STATED PROBLEM: Collect each line in the items below that contains the string "yellow", matching case exactly.

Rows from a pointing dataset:
——————

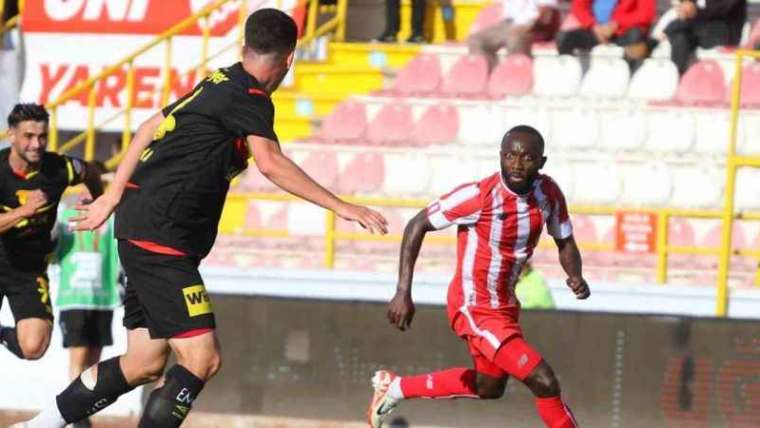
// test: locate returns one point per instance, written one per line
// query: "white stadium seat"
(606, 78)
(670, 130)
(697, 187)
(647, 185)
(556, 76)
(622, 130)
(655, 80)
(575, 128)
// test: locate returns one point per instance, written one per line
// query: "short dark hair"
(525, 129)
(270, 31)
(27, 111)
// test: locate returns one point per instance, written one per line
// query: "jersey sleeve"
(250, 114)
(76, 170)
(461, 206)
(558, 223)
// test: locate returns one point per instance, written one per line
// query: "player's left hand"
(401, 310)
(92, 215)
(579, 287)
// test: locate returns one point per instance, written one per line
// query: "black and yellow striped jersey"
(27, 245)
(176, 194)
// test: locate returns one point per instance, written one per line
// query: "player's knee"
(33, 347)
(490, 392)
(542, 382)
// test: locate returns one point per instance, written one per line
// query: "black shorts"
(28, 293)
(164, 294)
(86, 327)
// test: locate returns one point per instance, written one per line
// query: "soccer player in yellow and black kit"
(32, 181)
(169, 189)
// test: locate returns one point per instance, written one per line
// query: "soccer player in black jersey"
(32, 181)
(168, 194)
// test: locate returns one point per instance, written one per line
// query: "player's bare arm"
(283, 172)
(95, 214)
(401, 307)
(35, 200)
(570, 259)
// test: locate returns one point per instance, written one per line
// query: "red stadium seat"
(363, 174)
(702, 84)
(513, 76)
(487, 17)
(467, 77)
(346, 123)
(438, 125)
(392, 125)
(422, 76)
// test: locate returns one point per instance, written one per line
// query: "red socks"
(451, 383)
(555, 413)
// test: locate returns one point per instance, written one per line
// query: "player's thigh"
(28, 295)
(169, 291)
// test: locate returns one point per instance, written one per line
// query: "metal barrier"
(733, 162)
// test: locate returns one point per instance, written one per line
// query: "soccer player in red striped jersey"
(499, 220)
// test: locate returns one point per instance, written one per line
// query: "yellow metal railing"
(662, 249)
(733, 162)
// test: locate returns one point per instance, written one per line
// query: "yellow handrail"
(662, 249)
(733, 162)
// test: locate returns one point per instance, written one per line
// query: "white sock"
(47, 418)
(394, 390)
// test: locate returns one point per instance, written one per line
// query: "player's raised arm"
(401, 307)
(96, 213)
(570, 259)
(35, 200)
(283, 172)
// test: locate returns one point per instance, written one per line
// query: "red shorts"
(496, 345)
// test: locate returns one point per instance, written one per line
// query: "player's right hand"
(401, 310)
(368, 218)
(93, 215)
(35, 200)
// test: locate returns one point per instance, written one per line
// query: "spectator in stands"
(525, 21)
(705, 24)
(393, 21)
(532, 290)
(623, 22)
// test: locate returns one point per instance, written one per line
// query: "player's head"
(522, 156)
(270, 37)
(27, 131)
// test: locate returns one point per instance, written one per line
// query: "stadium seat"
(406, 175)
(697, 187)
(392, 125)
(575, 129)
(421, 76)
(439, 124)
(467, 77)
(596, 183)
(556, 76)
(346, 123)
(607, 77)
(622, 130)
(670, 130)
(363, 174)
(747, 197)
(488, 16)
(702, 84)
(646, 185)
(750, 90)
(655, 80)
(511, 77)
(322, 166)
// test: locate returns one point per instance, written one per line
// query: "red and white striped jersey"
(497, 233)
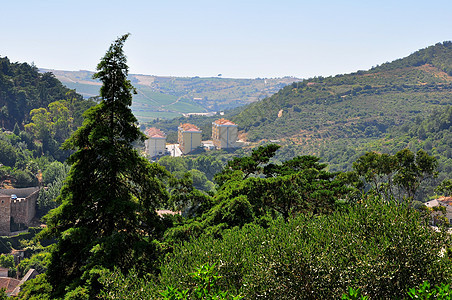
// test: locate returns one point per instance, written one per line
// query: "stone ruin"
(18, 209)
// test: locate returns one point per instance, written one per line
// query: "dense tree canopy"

——————

THE REPLY:
// query: "black and yellow striped jersey"
// query: "soccer player in yellow and black kit"
// query: "yellow metal railing"
// query: "yellow handrail"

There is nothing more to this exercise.